Returning to school in such uncertain times may make you feel anxious and worried. It’s so important to check in with yourself and keep an eye on how you’re feeling. While you are taking care of yourself make sure to check in on your friends and loved ones to ensure they have the support they need.
According to St Patrick’s Mental Health Services, anxiety is the most common mental health issue that affects Ireland and Europe. In a study done by UCD School of Psychology, 22% of secondary school students reported experiencing “severe anxiety”.
When you feel affected by anxiety or any mental health issue, you might personally notice symptoms and changes in your general wellbeing. However, it can be harder to see these changes in friends as they may be masking them.
Signs to look out for
So, what are some signs or symptoms you should you look out for if you feel as though a loved one could be suffering with their mental health?
If your friend seems to care less than usual about their appearance, things like; not brushing their hair, not showering, not brushing their teeth or not changing their clothes then there is a possibility they could be suffering from something such as depression, according to psychotherapist, Mary McHugh.
A person who is struggling with their mental health could find it difficult to look on the bright side, leading to them being quite negative. If a loved one doesn’t want to get out of bed to go about their usual day and continuously uses heavy language, such as saying ‘everything is so hard’ or ‘my life is awful’, this is something you should check in on to ensure they are okay.
You may notice that your best friend is excited to go out next Saturday, but the closer it gets the less they want to go, and eventually cancel. When this happens every now and again it’s no big deal – we all get in moods where we want to be alone. However, when it becomes a pattern you should approach them.
Mary explains that when you approach your friend, it is important to try to take a step back and think of different reasons they could be doing this. Your own mental state can make it harder to do this if you aren’t in the best place you could naturally take offence to it and overthink.
Figuring out whether or not your friend is fighting with you because they are angry or struggling can be difficult. However, this does not mean you should allow it to happen. When fighting begins you need to set up boundaries by telling your friend you’re here for them, but it is not fair to be fighting with you. Mary explains that you need to challenge the fact they are picking fights because you will also be hurt by this. Let them know that you’re their friend and they can tell you if something is wrong, but that it’s not okay to fight with me.
So, what do I do?
The first most important thing you can do is to be attentive. Invite your friend out for coffee to see if they want to talk about anything, or even just ask ‘are you okay because I noticed…’ whether you noticed they were sad a few days ago or they’re not active on social media anymore. No matter what it is, there’s no harm in checking in.
“It’s coming in with reassurance,” says Mary, “I wouldn’t smother them because that could push them away.”
If your friend insists that they are okay, but you are still concerned that they aren’t acting like their usual self, you should go to an adult who can help. Mary says that you are not overstepping if you are worried about the “wellbeing for another and you’re doing it out of care, [you should] absolutely go to a parent or to school principal.”
Mary says that these people should be discreet, and if there isn’t a proper support system at home you can go to anyone your friend confides in. That could be their favourite teacher, a sibling or an auntie.
All of this can be very hard to take on by yourself, it is important you continue to take care of yourself regardless of how concerned you are. If it gets to a point that you don’t know how to help or your friend appears to be a danger to themselves, then you should go straight to a teacher or family member who will help.
According to Mary, “it’s really important that if somebody says something to you about self-harm or suicide that actually you take action.”
While you are checking in on your friends and loved ones, make sure to check in with yourself and reach out to someone if you are feeling low or anxious. Everyone deserves to be happy including you, so apply the same rules above to yourself if you’re feeling low, and speak to someone and get the help you need.

__What needs to be done__. Give back, word for word, the part of the article on spotting mental health struggles in friends that runs from "Figuring out whether" up to and including "what do I do?".

__Data listing__.
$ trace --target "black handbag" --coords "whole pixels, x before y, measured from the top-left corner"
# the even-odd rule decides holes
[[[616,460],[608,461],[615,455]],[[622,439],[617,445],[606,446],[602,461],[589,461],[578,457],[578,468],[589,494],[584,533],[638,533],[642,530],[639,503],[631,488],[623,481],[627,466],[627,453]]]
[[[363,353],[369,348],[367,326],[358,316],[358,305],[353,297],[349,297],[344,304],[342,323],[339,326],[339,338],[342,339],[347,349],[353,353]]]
* * *
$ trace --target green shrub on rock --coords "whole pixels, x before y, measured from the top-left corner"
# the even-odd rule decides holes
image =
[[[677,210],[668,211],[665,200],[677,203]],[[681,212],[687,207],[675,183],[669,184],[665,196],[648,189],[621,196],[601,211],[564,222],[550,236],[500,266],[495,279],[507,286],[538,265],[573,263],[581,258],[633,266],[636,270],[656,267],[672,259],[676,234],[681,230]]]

__Written solution__.
Figuring out whether or not your friend is fighting with you because they are angry or struggling can be difficult. However, this does not mean you should allow it to happen. When fighting begins you need to set up boundaries by telling your friend you’re here for them, but it is not fair to be fighting with you. Mary explains that you need to challenge the fact they are picking fights because you will also be hurt by this. Let them know that you’re their friend and they can tell you if something is wrong, but that it’s not okay to fight with me.
So, what do I do?